**What you will do**.
Look through the material below. Return exactly the lines from the one with "Where can the white building" through the one with "Where can the water surface", both included.
Top of Working data
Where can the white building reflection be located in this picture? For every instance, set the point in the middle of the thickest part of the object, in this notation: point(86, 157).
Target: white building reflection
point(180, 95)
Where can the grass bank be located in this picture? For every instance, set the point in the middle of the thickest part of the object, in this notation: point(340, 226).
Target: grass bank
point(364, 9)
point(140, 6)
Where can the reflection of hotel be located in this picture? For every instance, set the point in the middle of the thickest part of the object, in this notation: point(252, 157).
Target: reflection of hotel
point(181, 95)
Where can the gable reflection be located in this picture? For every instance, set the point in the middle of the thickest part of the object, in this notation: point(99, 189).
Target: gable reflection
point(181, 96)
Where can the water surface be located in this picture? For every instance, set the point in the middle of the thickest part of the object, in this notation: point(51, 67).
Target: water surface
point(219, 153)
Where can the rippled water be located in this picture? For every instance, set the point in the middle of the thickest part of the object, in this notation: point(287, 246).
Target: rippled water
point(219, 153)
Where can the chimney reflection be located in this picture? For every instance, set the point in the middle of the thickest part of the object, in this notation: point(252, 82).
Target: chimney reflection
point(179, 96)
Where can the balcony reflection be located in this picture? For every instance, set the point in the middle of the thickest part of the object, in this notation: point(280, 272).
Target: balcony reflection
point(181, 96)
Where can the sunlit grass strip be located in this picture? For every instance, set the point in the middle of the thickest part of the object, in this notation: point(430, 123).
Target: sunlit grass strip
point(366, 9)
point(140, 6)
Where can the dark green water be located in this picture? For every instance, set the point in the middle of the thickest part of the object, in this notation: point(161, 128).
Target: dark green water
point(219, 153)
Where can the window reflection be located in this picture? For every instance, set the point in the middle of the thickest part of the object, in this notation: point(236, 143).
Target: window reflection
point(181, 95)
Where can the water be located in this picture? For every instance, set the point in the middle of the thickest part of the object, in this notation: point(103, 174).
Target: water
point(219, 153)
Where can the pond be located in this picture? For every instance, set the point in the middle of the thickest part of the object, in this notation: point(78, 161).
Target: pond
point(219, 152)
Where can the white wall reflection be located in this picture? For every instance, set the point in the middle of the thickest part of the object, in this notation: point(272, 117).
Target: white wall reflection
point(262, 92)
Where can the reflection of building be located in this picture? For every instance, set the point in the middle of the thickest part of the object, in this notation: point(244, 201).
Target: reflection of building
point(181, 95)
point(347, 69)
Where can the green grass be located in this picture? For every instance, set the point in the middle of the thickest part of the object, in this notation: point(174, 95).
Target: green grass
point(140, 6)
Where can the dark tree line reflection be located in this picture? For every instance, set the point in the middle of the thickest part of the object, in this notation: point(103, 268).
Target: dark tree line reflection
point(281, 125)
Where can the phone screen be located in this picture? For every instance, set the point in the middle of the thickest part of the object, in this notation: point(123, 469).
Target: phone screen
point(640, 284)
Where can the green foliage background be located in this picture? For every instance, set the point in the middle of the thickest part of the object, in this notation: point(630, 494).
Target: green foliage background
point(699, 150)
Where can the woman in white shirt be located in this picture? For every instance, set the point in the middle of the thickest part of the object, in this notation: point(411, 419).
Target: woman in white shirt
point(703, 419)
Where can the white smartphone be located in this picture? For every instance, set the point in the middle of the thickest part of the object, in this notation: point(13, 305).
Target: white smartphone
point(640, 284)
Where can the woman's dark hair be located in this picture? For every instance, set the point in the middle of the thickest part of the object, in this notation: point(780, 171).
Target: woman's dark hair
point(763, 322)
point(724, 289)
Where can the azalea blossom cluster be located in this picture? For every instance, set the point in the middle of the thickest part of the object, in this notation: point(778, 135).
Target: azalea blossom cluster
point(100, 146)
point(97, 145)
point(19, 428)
Bottom of Working data
Top of Working data
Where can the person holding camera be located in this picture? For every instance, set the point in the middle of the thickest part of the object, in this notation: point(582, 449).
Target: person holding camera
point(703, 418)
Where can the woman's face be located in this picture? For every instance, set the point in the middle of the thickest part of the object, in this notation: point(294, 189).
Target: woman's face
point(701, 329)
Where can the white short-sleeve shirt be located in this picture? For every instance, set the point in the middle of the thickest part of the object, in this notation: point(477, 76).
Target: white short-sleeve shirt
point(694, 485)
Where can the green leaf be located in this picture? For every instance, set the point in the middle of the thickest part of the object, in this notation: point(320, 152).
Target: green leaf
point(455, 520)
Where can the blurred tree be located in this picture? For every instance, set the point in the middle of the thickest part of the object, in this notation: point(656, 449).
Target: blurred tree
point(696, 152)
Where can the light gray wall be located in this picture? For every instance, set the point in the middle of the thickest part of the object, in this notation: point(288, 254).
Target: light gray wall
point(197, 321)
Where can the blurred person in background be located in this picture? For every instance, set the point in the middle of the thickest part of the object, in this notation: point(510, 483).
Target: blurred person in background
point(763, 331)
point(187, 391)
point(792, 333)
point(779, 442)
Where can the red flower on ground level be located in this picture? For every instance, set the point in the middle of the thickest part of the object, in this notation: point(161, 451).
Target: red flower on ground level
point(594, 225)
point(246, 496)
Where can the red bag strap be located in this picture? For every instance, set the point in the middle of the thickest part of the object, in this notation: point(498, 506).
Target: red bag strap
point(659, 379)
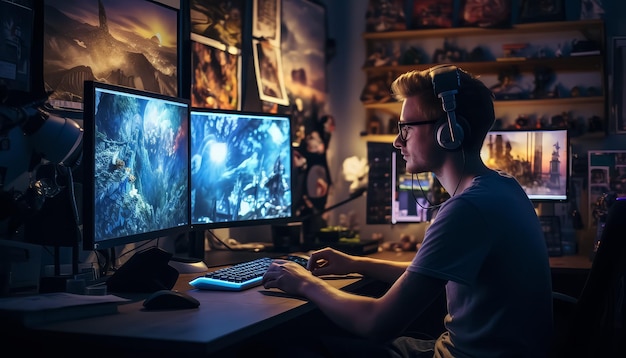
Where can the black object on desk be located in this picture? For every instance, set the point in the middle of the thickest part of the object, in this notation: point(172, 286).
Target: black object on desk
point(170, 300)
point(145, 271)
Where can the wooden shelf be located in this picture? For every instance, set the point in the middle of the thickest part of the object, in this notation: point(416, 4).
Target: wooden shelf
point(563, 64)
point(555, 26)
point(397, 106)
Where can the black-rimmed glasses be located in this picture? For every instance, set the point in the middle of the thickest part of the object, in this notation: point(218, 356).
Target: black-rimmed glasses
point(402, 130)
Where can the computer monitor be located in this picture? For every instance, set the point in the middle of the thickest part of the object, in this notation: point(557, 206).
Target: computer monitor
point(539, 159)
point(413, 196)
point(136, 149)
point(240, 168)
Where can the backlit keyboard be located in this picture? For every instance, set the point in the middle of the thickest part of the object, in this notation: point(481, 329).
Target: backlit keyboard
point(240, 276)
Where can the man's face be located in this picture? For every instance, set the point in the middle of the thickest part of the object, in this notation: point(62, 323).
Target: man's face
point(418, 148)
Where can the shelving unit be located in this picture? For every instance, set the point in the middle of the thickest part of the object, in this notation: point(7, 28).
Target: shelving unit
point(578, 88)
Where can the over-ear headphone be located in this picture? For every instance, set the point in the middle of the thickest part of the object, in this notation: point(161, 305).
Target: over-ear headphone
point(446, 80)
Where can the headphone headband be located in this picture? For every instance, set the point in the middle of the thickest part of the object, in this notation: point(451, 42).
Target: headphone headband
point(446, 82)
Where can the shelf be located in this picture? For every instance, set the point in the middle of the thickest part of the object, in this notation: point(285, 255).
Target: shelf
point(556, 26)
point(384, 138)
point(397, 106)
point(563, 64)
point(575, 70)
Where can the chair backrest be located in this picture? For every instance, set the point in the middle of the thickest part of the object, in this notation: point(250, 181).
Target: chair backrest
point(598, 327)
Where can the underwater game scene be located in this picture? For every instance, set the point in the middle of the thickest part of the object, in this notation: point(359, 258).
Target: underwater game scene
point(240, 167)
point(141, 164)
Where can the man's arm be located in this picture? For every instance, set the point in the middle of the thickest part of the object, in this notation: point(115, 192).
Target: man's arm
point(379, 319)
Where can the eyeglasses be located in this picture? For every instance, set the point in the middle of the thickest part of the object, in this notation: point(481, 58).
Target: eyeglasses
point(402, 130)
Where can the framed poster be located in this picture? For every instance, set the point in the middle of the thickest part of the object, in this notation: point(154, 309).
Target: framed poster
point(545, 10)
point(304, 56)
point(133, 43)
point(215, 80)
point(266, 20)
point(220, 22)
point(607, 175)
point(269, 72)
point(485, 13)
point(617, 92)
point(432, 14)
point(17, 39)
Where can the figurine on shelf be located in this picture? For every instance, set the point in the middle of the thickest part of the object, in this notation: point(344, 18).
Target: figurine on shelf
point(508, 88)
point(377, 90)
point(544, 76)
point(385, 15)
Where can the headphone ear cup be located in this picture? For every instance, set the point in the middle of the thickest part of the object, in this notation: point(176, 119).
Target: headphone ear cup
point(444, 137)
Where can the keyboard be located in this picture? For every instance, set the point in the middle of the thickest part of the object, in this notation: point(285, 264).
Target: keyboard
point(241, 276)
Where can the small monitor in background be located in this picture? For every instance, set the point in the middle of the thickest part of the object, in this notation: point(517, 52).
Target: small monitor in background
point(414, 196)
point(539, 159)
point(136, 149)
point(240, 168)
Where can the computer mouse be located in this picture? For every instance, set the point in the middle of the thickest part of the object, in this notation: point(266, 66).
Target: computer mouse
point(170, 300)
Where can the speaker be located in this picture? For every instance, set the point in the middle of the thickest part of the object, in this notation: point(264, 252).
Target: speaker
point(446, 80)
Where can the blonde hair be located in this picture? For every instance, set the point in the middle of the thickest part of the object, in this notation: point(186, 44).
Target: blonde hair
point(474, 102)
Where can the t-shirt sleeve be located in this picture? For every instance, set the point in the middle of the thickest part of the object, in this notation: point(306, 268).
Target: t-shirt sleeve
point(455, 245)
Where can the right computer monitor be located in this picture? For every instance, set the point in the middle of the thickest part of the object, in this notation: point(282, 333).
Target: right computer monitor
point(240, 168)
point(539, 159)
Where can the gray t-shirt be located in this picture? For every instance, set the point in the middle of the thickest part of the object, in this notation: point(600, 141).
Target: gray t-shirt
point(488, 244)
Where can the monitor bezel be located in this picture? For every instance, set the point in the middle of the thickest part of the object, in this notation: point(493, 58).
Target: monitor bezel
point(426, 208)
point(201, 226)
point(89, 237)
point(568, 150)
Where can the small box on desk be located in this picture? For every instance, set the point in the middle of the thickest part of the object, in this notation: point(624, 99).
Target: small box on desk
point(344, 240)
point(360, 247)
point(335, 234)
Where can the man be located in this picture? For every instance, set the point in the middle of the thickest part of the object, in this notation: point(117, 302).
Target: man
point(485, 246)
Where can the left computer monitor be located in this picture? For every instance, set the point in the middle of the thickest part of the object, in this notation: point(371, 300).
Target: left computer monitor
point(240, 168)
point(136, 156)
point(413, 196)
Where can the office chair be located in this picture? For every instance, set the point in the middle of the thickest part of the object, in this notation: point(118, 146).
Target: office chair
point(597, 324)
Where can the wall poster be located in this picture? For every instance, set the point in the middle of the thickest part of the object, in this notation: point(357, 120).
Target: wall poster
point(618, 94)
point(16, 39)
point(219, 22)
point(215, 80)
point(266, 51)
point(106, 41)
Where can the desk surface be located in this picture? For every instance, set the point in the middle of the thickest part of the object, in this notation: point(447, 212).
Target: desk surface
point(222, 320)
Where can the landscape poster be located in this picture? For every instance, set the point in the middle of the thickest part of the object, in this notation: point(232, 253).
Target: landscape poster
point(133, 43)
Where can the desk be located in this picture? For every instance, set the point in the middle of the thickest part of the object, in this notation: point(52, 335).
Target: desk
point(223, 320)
Bottom of Working data
Top of Working data
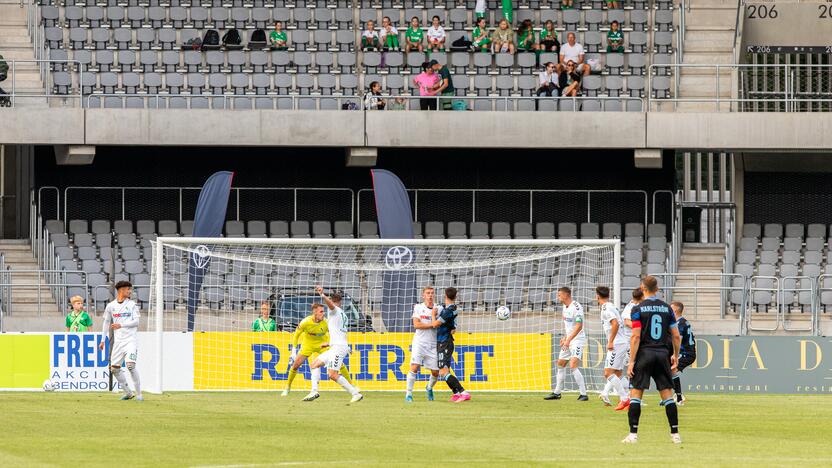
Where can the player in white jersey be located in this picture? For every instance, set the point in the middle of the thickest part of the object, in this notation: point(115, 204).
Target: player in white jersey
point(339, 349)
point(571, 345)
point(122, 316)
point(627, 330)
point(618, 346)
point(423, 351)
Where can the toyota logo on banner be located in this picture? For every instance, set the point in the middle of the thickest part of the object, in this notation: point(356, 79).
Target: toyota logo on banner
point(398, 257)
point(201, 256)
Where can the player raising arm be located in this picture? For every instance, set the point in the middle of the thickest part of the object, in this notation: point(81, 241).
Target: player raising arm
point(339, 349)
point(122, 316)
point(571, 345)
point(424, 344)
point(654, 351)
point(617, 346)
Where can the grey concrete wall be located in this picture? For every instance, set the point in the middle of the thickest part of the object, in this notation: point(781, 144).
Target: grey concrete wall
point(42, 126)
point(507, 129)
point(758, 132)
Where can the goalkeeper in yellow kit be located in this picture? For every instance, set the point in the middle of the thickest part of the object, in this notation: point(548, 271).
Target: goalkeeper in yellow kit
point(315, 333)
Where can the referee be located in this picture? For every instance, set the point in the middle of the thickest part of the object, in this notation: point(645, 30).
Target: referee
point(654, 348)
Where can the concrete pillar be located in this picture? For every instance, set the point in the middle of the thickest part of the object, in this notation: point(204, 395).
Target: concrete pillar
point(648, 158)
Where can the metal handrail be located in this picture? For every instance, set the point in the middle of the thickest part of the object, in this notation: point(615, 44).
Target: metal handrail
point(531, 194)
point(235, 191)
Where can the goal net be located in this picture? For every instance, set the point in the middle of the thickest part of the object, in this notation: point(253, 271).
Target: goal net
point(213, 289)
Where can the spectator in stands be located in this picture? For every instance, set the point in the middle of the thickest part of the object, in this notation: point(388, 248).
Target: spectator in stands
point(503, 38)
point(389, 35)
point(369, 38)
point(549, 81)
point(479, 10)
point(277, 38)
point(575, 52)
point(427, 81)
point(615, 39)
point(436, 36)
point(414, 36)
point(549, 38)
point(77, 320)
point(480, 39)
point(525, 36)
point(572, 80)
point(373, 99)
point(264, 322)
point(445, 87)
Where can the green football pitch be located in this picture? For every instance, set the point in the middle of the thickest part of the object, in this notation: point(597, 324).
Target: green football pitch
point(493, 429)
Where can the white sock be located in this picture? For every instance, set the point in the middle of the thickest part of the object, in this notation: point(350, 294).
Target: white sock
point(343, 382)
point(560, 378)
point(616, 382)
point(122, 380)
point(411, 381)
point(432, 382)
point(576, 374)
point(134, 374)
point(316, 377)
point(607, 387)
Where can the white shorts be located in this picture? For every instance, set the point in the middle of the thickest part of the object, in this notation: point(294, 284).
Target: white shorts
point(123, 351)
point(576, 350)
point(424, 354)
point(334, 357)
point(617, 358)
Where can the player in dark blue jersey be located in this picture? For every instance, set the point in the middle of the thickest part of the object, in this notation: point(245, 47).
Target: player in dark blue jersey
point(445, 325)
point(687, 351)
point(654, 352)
Bottom of Working data
**Response box**.
Where can the white building reflection be located in this picture? For every instance, set the point in the middle of the thickest part of the object, in this notation: point(86, 157).
Target: white building reflection
point(180, 95)
Where can the grass bank be located in this picture? For every instance, set the point in the middle of the thickest part of the object, in this notation: point(340, 226).
Target: grass bank
point(364, 9)
point(140, 6)
Where can the reflection of hotel be located in this picture? For every instance, set the point in the middle of the thickest part of the object, in this notation: point(252, 157).
Target: reflection of hotel
point(181, 95)
Where can the gable reflection be located in this picture? For every instance, set the point in the middle of the thickest part of the object, in this notation: point(99, 189).
Target: gable reflection
point(181, 96)
Where can the water surface be located in this picture? For every instance, set the point in the middle of the thickest part of the object, in this notation: point(51, 67).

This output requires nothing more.